-- Tasks to complete --
A. Answer these questions about the patent claim rejection text, one per line:
(i) Under what statute are claims 1-10 rejected for being directed to an abstract idea?
(ii) Which dependent claim is said to recite no additional elements?
(iii) For dependent claims 2, 3, 4, 5, which items are described as recited at a high level of generality?
B. Pick up the patent claim rejection text after its last sentence and keep it going.

-- Document section --
>> begin

Claims 1-10 are rejected under 35 U.S.C. 101 because the claimed invention is directed to an abstract idea without significantly more. Claims 1-10 are directed to one of the eligible categories of subject matter.
With respect to independent claims 1, 6 and dependent claims 8, 9, 10, the execute, converting, generating covers performance of the limitations manually and/or in the mind (mental processes abstract idea). The providing limitations are recited at a high level of generality and do not add meaningful limitations to the abstract idea; these limitations are directed to insignificant extra solution activities. The claims as a whole merely describe how to generally “apply” the exception in a computer environment using generic computer functions or components. Even when viewed in combination, these additional elements do not integrate the abstract idea into a practical application because they do not impose any meaningful limits on practicing the abstract idea. The claims do not include additional elements that are sufficient to amount to significantly more than the judicial exception. The claims are not patent eligible.
With respect to dependent claim 2, 3, 4, 5 the initiating, reading, controlling, execute, defined cover performance of the limitations manually and/or in the mind (mental processes abstract idea). The sensor, actuator, device, provide are recited at a high level of generality and do not add meaningful limitations to the abstract idea; these limitations are directed to insignificant extra solution activities. The claims as a whole merely describe how to generally “apply” the exception in a computer environment using generic computer functions or components. Even when viewed in combination, these additional elements do not integrate the abstract idea into a practical application because they do not impose any meaningful limits on practicing the abstract idea. The claims do not include additional elements that are sufficient to amount to significantly more than the judicial exception. The claims are not patent eligible.
With respect to dependent claim 7, the convert, compile, select cover performance of the limitations manually and/or in the mind (mental processes abstract idea). No additional elements are recited and so the claims do not provide a practical application and are not considered to be significantly more. The claims are not eligible.
Claim Rejections - 35 USC § 102
In the event the determination of the status of the application as subject to AIA 35 U.S.C. 102 and 103 (or as subject to pre-AIA 35 U.S.C. 102 and 103) is incorrect, any correction of the statutory basis (i.e., changing from AIA to pre-AIA ) for the rejection will not be considered a new ground of rejection if the prior art relied upon, and the rationale supporting the rejection, would be the same under either status.

>> end

-- Provided data --
>> begin

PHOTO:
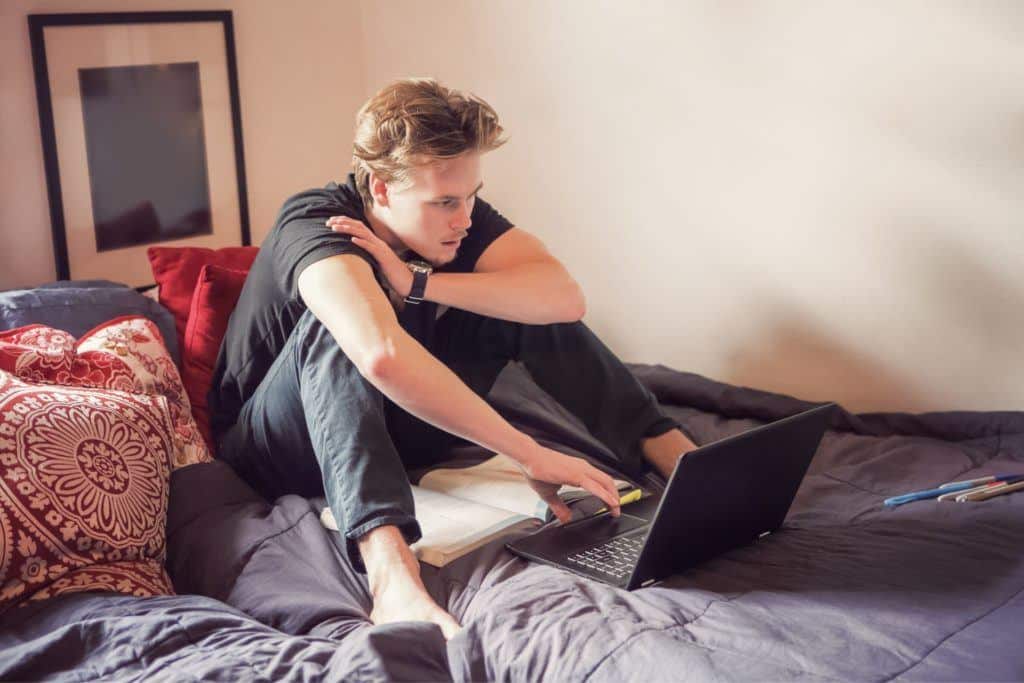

>> end

-- Results of the tasks --
A.
(i) 35 U.S.C. 101
(ii) Claim 7
(iii) The sensor, actuator, device, provide

B.
The following is a quotation of the appropriate paragraphs of 35 U.S.C. 102 that form the basis for the rejections under this section made in this Office action:
A person shall be entitled to a patent unless –
(a)(1) the claimed invention was patented, described in a printed publication, or in public use, on sale, or otherwise available to the public before the effective filing date of the claimed invention.
Claims 1-3 and 5-10 are rejected under 35 U.S.C. 102(a)(1) as being anticipated by Eggers et al., Pub. No.: DE102004039633A1, hereinafter Eggers (paragraph numbering refers to provided EPO English translation document).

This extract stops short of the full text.